### WRITTEN INSTRUCTION 1
Report every line of the records below that contains the string "white", copying each line in full. Case counts.
##### SELECTED TEXT
Wednesday 10 January 2018

A Letter to Dad - 5 Years On

Hey Dad.

It's five years today since you left; feels like a lifetime. It's been a while since we caught up so I figured I should write and let you know how I've been, and how the others are. You'll have to forgive me for not writing this by hand, but given how much you were enjoying getting the hang of technology before you died, I suppose this is fitting in some way.

As you'd no doubt have wanted, we'll begin with the most important topic; you'd be crazy proud of Ben. When you left he felt as though he'd somehow let you down. That always pissed me off, because you were the parent and you should never have let him feel like that. With that said, if you were around now you'd be amazed at how far he's come in spite of everything.

Time tends to warp in my head when it comes to your death; it's very much a "life before"/"life after" thing. I'm not going to give you the whole "Before Andy"/"After Andy" shit because I think you'd agree that's a little grandiose, but I digress.

Ben went to Ormskirk University; he's still there now. Prior to this, he was going to go a year earlier to another university but I convinced him (based on my experience and who he was at the time) that it wasn't the right time for him to go. He maintains to this day that that was the best advice I ever gave him, and given how he's flying I'm inclined to accept such praise.

He graduated from his Performing Arts degree with a First. A fucking first, Dad. Imagine that. It wasn't an easily won grade either. He had his problems; alcoholism being at the forefront of those.
##########
##### RECORDS FOR THIS TASK
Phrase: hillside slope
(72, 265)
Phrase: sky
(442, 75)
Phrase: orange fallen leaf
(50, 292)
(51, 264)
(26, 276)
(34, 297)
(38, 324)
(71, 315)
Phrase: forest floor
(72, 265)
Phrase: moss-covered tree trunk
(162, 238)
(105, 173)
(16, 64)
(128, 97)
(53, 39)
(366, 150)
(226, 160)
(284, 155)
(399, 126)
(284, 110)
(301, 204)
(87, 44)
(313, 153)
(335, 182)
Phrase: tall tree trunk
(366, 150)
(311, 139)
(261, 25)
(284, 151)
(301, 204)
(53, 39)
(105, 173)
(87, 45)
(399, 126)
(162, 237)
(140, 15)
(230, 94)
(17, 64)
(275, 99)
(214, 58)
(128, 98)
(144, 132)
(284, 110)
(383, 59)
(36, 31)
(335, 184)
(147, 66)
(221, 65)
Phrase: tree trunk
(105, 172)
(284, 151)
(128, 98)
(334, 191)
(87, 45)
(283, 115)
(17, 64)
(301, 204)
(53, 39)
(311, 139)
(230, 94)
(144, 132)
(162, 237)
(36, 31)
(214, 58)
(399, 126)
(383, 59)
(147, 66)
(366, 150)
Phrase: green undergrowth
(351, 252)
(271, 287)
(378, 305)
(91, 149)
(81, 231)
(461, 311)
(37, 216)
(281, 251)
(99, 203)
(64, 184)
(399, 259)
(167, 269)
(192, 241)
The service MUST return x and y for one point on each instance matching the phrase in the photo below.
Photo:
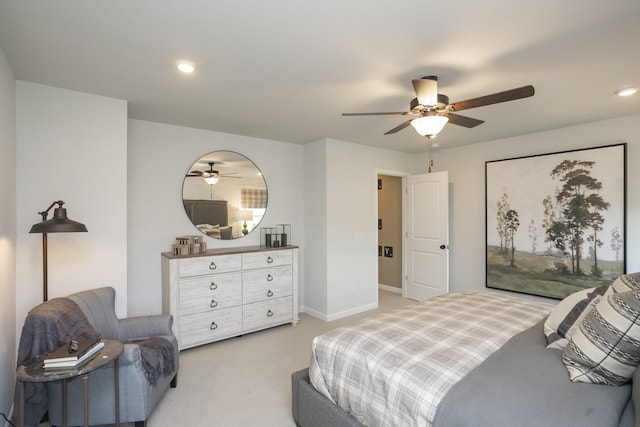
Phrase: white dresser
(229, 292)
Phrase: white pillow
(567, 315)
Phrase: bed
(463, 359)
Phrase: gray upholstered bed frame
(523, 364)
(311, 409)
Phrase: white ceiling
(286, 69)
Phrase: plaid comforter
(393, 369)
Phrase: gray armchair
(138, 397)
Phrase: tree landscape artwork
(555, 222)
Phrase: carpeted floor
(245, 381)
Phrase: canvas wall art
(555, 223)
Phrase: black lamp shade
(58, 224)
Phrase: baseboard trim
(339, 315)
(390, 289)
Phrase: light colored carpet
(245, 381)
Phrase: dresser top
(227, 251)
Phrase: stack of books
(72, 356)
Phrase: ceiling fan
(211, 175)
(433, 111)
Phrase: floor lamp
(58, 224)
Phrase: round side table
(33, 371)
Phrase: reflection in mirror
(224, 195)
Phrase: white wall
(351, 226)
(466, 176)
(7, 233)
(159, 157)
(313, 297)
(71, 147)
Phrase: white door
(427, 234)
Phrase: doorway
(390, 241)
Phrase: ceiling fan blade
(465, 121)
(399, 128)
(395, 113)
(426, 90)
(496, 98)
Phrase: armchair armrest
(146, 326)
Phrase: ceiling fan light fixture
(429, 125)
(627, 91)
(186, 67)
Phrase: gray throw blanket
(53, 324)
(47, 326)
(157, 357)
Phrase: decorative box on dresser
(228, 292)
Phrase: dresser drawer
(203, 328)
(267, 313)
(198, 266)
(265, 284)
(206, 293)
(267, 259)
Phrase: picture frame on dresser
(228, 292)
(555, 223)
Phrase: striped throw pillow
(606, 347)
(626, 282)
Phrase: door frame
(403, 175)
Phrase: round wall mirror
(224, 195)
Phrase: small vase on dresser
(228, 292)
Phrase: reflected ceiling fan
(211, 175)
(432, 110)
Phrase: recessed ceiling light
(627, 91)
(186, 66)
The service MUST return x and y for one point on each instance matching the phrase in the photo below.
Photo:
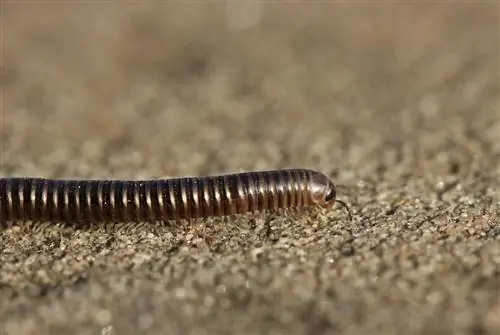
##########
### WRITTEN INSTRUCTION 2
Pick up the letter to Dad from the point where it stops and keep writing it.

### FINAL RESULT 1
Phrase: white dresser
Phrase: white pillow
Phrase: white ceiling
Phrase: white wall
Phrase: white door

### FINAL RESULT 2
There was a time where I was concerned he wouldn't make it (both to the end of the course and to the end of the year), but thanks to a wonderful young woman named Gemma, a young woman with whom he celebrated his third anniversary two days ago, he got sober and has been ever since. He used his sobriety to pass his degree with flying colours and has since gone on to do a Masters in Psychology.

I wish you could have been at his graduation; Mum wept, naturally. I cried my eyes out. To this day it's the proudest moment of my life. Watching him go up to get his diploma wasn't like watching a 20-something Ben graduate. All I could see was the chubby-cheeked toddler with the shit-eating grin going up there. Of all the things I've witnessed in my life, that day was the first to contain an event I'd call a miracle. Not because he wasn't capable of it, but because he had finally proved to himself that he was.

He had overcome all the events of our childhood; all the bullying at the hands of others, all the insults and fighting with me, as well as alcoholism to prove everybody including himself wrong.

What's even crazier than the educational side of things however, is the fact that we're now best friends. Fuck me, think of that. When you were alive, he and I could barely be in a room together without wanting to rip each other's throats out. Now all we do is laugh. He'd have made a good big brother too; 2017 was proof of that.

I'll come to that a little later.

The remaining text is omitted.